Assignment A -
Print the words of the text on TTI systems in MICs, starting at the words "MICs face a" and ending after the words "health in MICs.".
Assignment B -
In the text on TTI systems in MICs, shorten the paragraph that begins "MICs face a host of common challenges" and keep its main facts.

MICs face a host of common challenges in the design and implementation of TTI systems. If policymakers ensure that these systems are designed and implemented to be sensitive to the local context, they will add value in the response to COVID-19 as well as the future of public health in MICs.

Data supplied -
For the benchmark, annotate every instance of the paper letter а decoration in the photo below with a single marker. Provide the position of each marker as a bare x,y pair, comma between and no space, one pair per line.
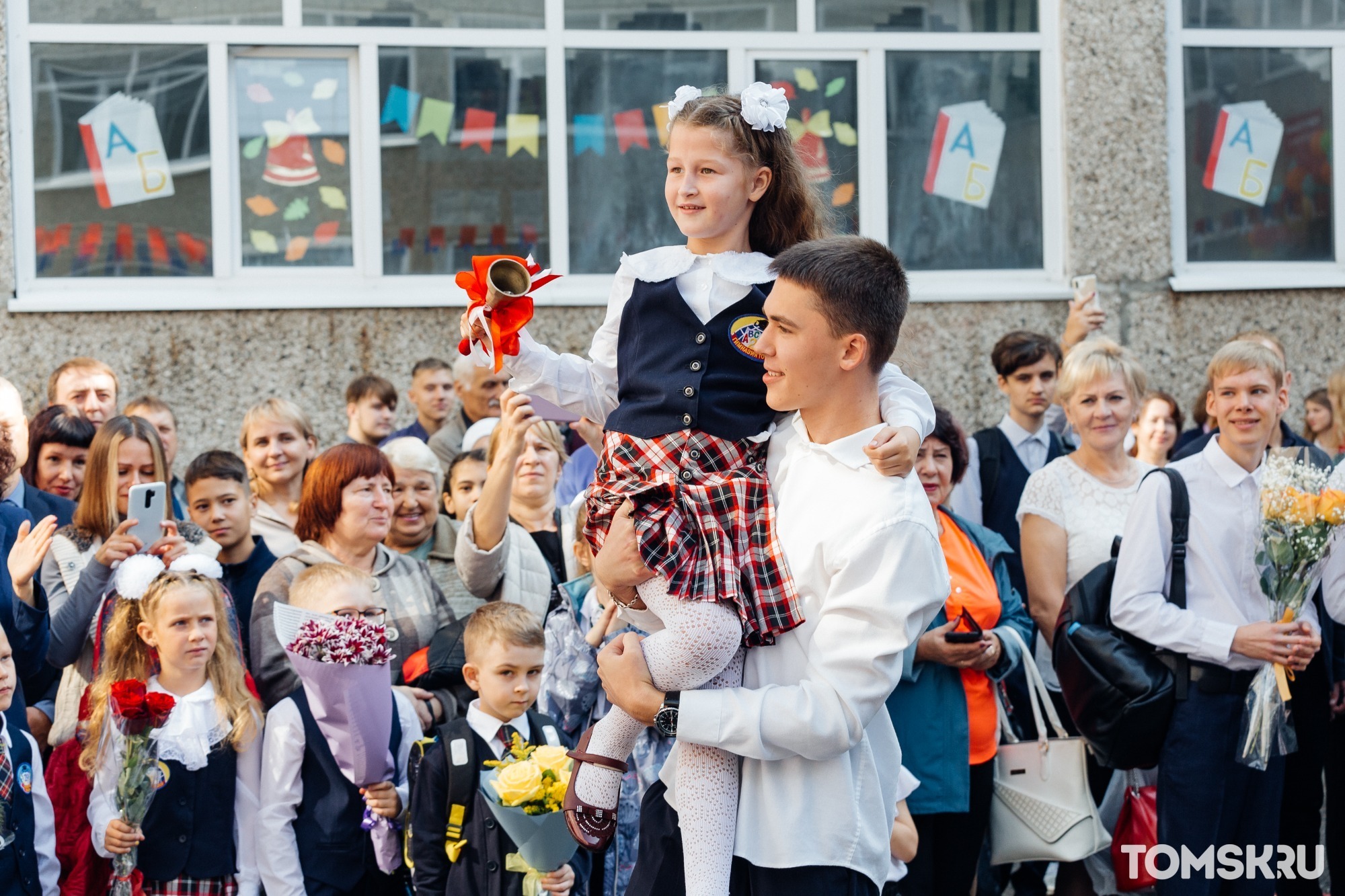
126,153
965,154
1242,158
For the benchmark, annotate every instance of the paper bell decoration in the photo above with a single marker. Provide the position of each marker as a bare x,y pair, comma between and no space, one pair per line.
965,154
1242,157
126,153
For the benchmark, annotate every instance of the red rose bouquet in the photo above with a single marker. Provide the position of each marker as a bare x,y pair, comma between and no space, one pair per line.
137,713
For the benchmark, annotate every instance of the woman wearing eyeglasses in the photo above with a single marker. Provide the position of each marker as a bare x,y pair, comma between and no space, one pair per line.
345,514
945,706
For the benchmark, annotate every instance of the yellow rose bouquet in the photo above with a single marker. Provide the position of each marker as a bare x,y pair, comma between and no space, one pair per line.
525,788
1299,516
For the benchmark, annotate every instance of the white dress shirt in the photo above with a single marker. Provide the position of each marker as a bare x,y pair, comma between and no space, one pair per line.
1032,450
283,791
810,719
1334,568
193,729
708,284
488,727
44,819
1223,588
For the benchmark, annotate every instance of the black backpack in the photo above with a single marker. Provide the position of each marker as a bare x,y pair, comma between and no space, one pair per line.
1121,690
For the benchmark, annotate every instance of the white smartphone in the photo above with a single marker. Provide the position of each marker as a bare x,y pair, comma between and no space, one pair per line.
1086,290
149,506
547,411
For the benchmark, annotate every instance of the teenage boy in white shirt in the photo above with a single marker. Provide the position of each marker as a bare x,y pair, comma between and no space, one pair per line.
1206,797
821,758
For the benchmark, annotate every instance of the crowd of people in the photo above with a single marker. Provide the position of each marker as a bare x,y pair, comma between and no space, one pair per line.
783,616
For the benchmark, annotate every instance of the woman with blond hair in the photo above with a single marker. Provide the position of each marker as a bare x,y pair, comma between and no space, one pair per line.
1075,507
279,443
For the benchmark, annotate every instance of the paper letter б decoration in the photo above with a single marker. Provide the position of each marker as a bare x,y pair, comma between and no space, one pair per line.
506,318
1243,154
965,154
126,153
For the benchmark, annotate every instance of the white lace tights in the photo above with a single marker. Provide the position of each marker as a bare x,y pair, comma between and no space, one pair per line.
699,647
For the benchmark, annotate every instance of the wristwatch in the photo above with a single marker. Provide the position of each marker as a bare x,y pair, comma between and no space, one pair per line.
665,720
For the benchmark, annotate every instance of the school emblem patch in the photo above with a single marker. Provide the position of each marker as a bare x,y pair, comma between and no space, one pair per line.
744,333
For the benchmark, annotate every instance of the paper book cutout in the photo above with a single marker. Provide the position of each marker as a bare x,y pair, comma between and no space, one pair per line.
521,132
479,128
631,130
436,118
965,154
590,134
126,153
1242,157
400,107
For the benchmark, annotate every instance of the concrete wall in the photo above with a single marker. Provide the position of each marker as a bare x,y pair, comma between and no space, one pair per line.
210,366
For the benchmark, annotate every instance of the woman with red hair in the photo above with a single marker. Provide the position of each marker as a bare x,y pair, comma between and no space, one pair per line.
345,514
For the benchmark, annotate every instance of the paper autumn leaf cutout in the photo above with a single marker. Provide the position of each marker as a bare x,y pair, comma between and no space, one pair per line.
326,232
264,241
334,153
262,206
333,197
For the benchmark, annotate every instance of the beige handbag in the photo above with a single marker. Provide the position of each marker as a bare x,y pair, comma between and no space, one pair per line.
1042,809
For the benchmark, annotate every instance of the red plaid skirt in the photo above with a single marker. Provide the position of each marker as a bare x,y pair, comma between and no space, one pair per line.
193,887
705,521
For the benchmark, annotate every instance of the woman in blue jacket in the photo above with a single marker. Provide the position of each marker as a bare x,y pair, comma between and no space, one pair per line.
945,706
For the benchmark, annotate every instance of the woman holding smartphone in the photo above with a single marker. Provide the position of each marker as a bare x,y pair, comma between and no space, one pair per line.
945,708
1075,507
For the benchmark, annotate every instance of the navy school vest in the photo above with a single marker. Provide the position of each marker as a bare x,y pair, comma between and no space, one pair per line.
333,848
20,860
190,825
1000,503
677,373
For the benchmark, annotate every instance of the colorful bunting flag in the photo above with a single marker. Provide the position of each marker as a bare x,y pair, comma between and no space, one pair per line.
436,240
436,119
521,132
590,134
400,107
661,123
631,130
479,128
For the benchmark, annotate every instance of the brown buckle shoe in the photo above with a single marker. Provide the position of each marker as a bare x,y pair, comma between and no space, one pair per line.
591,826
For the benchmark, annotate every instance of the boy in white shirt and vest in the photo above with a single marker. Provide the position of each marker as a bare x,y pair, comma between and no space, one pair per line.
1206,797
809,720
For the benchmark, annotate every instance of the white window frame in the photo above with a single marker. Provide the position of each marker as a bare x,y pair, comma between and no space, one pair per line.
365,286
1210,276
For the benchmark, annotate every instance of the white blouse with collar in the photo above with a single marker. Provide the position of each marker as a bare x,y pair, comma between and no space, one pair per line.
708,284
194,727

Exercise result A -
MICs face a host of common challenges in the design and implementation of TTI systems. If policymakers ensure that these systems are designed and implemented to be sensitive to the local context, they will add value in the response to COVID-19 as well as the future of public health in MICs.

Exercise result B -
MICs share many challenges in designing and implementing TTI systems. If policymakers make these systems fit the local context, the systems will help the COVID-19 response and the future of public health in MICs.